● **DOCUMENTO DE ORIGEM**
·····

O processo de decifração pressupõe não só tudo o que se disse a respeito da escrita: o que é, para que serve, como funciona, o que é a ortografia etc, como também exige que o leitor, feita a análise da escrita, remeta isso para o cérebro, a fim de proceder então à programação neurolinguística que irá por em funcionamento os mecanismos de produção da fala correspondente, assim, o leitor poderá compreender o texto programado em muitos aspectos pelo escritor e completado pelo leitor, e, se for o caso, até reproduzir-lo oralmente.

·····

● **LINHAS GUARDADAS**
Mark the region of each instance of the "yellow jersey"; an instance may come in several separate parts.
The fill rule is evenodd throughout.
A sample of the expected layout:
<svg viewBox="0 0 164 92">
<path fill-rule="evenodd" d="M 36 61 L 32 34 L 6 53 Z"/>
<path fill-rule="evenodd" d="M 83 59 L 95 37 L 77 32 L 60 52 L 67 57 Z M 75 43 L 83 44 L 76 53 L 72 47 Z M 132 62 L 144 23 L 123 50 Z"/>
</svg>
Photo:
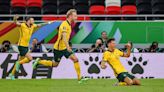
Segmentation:
<svg viewBox="0 0 164 92">
<path fill-rule="evenodd" d="M 106 61 L 111 66 L 116 77 L 122 72 L 127 72 L 120 61 L 120 57 L 123 55 L 124 52 L 118 49 L 115 49 L 113 52 L 107 50 L 103 53 L 103 61 Z"/>
<path fill-rule="evenodd" d="M 31 27 L 28 27 L 26 23 L 21 23 L 19 32 L 20 32 L 20 38 L 18 41 L 18 46 L 28 47 L 29 41 L 31 38 L 31 35 L 33 33 L 34 28 L 36 28 L 37 25 L 33 24 Z"/>
<path fill-rule="evenodd" d="M 66 45 L 65 45 L 64 40 L 62 38 L 63 32 L 66 32 L 66 39 L 67 39 L 67 41 L 69 41 L 72 29 L 71 29 L 71 24 L 67 20 L 63 21 L 61 23 L 61 25 L 59 26 L 58 38 L 54 44 L 54 49 L 56 49 L 56 50 L 65 50 L 66 49 Z"/>
</svg>

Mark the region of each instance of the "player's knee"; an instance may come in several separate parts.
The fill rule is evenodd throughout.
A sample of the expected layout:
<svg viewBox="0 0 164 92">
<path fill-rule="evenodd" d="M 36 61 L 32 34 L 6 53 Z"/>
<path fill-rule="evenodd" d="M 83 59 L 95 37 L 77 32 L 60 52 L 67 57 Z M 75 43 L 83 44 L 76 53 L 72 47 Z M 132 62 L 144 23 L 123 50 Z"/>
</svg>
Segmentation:
<svg viewBox="0 0 164 92">
<path fill-rule="evenodd" d="M 129 85 L 129 86 L 133 85 L 133 81 L 132 80 L 128 81 L 127 85 Z"/>
<path fill-rule="evenodd" d="M 76 63 L 76 62 L 78 62 L 78 59 L 75 57 L 75 58 L 72 59 L 72 61 L 73 61 L 74 63 Z"/>
<path fill-rule="evenodd" d="M 33 60 L 33 58 L 32 57 L 28 57 L 28 60 L 31 61 L 31 60 Z"/>
<path fill-rule="evenodd" d="M 58 65 L 59 65 L 58 63 L 54 63 L 54 62 L 52 63 L 52 67 L 58 67 Z"/>
<path fill-rule="evenodd" d="M 141 85 L 141 82 L 139 80 L 135 80 L 135 85 Z"/>
</svg>

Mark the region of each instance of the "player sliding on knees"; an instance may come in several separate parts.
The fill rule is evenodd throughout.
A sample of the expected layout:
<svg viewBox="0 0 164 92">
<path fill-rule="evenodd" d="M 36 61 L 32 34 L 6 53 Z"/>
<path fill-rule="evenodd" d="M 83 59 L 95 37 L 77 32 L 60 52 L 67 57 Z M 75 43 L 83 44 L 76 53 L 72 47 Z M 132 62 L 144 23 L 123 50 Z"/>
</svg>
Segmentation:
<svg viewBox="0 0 164 92">
<path fill-rule="evenodd" d="M 60 63 L 62 56 L 71 59 L 74 62 L 74 67 L 77 73 L 78 82 L 82 83 L 87 78 L 81 78 L 81 70 L 77 57 L 74 55 L 71 47 L 69 46 L 69 39 L 71 36 L 71 23 L 75 22 L 77 19 L 77 11 L 75 9 L 70 9 L 67 12 L 67 19 L 61 23 L 58 31 L 58 38 L 54 44 L 54 61 L 49 60 L 40 60 L 37 58 L 33 64 L 33 68 L 35 69 L 38 64 L 49 66 L 49 67 L 57 67 Z"/>
<path fill-rule="evenodd" d="M 15 63 L 12 72 L 9 74 L 9 77 L 12 80 L 15 80 L 15 73 L 19 72 L 20 65 L 29 63 L 33 59 L 29 53 L 28 46 L 29 46 L 31 35 L 34 32 L 34 28 L 41 27 L 47 24 L 47 23 L 34 24 L 34 18 L 32 17 L 27 17 L 25 22 L 20 23 L 17 21 L 18 18 L 19 16 L 16 15 L 13 19 L 14 19 L 14 23 L 19 27 L 19 31 L 20 31 L 20 38 L 18 41 L 19 60 Z"/>
<path fill-rule="evenodd" d="M 109 39 L 108 50 L 103 53 L 103 60 L 101 62 L 101 68 L 105 69 L 108 63 L 114 71 L 115 76 L 118 79 L 117 86 L 131 86 L 131 85 L 140 85 L 140 81 L 135 78 L 135 76 L 129 74 L 124 66 L 121 64 L 120 57 L 129 57 L 131 53 L 131 45 L 128 43 L 126 45 L 127 52 L 124 53 L 116 49 L 115 39 Z"/>
</svg>

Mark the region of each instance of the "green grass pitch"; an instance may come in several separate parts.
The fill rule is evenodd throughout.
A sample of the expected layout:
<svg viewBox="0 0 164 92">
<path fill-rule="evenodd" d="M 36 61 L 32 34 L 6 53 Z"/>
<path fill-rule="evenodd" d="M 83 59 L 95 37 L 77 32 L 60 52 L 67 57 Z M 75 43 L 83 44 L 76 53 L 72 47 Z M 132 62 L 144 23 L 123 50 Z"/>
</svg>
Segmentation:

·····

● **INSTRUÇÃO ESCRITA**
Reproduza, sem qualquer alteração, o trecho do documento de origem que vai de "O processo de" até "até reproduzir-lo oralmente.". Baseie-se apenas no documento de origem.

● **RESULTADO**
O processo de decifração pressupõe não só tudo o que se disse a respeito da escrita: o que é, para que serve, como funciona, o que é a ortografia etc, como também exige que o leitor, feita a análise da escrita, remeta isso para o cérebro, a fim de proceder então à programação neurolinguística que irá por em funcionamento os mecanismos de produção da fala correspondente, assim, o leitor poderá compreender o texto programado em muitos aspectos pelo escritor e completado pelo leitor, e, se for o caso, até reproduzir-lo oralmente.